**Quoted passage:**
---*---

The International Centre for Migration Policy Development (ICMPD) is an international organisation with operations spread over 90 countries worldwide. It was established by Austria and Switzerland in 1993 and has since grown to 19 member states as of 2022. ICMPD was founded to carry out research, projects and activities on migration-related issues and to provide policy recommendations to the governmental agencies of states, as well as to external governmental and intergovernmental agencies. ICMPD also has observer status at the United Nations. Although ICMPD has global operations, it is primarily focused on the European area and is headquartered in Vienna, Austria. ICMPD is currently composed of 19 Member States, around 470 staff members, a mission in Brussels, regional offices in Ankara and Malta, as well as Project offices in Africa, Central Asia, Middle East and South Asia.

---*---

**Excerpted records:**

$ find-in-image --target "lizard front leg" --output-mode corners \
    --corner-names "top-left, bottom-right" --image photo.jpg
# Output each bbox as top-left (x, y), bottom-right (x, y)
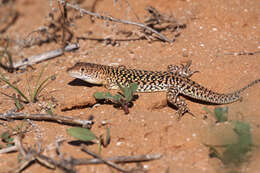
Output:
top-left (167, 60), bottom-right (199, 78)
top-left (166, 87), bottom-right (194, 120)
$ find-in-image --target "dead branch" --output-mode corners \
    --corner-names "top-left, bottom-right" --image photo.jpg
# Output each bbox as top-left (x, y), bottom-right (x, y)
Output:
top-left (224, 51), bottom-right (260, 56)
top-left (0, 146), bottom-right (17, 154)
top-left (58, 0), bottom-right (173, 43)
top-left (13, 43), bottom-right (79, 68)
top-left (11, 136), bottom-right (162, 173)
top-left (0, 112), bottom-right (94, 128)
top-left (77, 149), bottom-right (162, 165)
top-left (81, 146), bottom-right (130, 173)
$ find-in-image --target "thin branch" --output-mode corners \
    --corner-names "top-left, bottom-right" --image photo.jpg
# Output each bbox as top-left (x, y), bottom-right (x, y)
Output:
top-left (224, 51), bottom-right (260, 56)
top-left (58, 0), bottom-right (173, 43)
top-left (0, 112), bottom-right (94, 127)
top-left (0, 146), bottom-right (17, 154)
top-left (81, 146), bottom-right (130, 173)
top-left (70, 154), bottom-right (162, 165)
top-left (13, 43), bottom-right (79, 68)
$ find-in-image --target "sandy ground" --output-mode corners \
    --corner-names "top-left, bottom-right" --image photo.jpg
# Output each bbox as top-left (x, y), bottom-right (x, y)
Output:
top-left (0, 0), bottom-right (260, 173)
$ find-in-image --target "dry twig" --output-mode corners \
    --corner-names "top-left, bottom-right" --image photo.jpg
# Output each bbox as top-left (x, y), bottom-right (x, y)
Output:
top-left (13, 43), bottom-right (79, 68)
top-left (224, 51), bottom-right (260, 56)
top-left (0, 112), bottom-right (94, 127)
top-left (58, 0), bottom-right (173, 43)
top-left (81, 146), bottom-right (130, 173)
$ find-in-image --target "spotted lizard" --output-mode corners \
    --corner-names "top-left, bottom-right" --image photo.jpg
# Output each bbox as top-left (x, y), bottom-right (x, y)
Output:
top-left (67, 61), bottom-right (260, 118)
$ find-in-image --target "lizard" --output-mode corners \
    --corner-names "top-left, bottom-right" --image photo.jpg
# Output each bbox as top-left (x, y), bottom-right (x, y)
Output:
top-left (67, 61), bottom-right (260, 119)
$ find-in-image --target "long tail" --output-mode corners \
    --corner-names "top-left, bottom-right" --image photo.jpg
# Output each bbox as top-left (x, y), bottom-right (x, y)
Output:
top-left (183, 79), bottom-right (260, 104)
top-left (214, 79), bottom-right (260, 104)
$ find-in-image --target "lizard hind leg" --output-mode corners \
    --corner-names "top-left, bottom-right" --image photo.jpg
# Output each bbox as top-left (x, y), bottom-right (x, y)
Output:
top-left (167, 60), bottom-right (199, 78)
top-left (166, 87), bottom-right (194, 120)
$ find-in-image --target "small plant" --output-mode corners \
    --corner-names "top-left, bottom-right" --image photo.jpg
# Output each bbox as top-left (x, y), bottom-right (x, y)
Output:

---*---

**Problems to work on:**
**A.** In the passage on ICMPD, which city is named as the organization's headquarters?
**B.** Can you sum up the passage on ICMPD in two sentences?
**C.** Resume the passage on ICMPD after its last sentence.
The rows have nothing to do with the passage about ICMPD.

**Exercise results:**
**A.** Vienna, Austria.

**B.** ICMPD is an international organization founded by Austria and Switzerland in 1993 to research migration issues, run related projects, and advise governmental and intergovernmental agencies, and it has observer status at the United Nations. It operates in about 90 countries but focuses mainly on Europe, with headquarters in Vienna, 19 member states, around 470 staff, a mission in Brussels, regional offices in Ankara and Malta, and project offices in Africa, Central Asia, the Middle East and South Asia.

**C.**
Purpose 
ICMPD cooperates with governments, other international organisations, research institutes and members of civil society in developing policies in migration-related areas, as well organising trainings, etc. to transfer know-how on dealing with migration issues. The purpose of ICMPD is to promote innovative, comprehensive and sustainable migration policies and to function as a service exchange mechanism for governments and organisations.

ICMPD has vast experience in bridging the gap between theory and practice. According to that ICMPD provides policy makers and politicians with necessary groundwork to take decisions. Furthermore, ICMPD is present on the ground, with its capacity building activities in various areas of migration management.

Mission Statement - Making Migration Better 
Making migration and mobility of people orderly, safe and regular, including through the implementation of planned and well managed migration policies.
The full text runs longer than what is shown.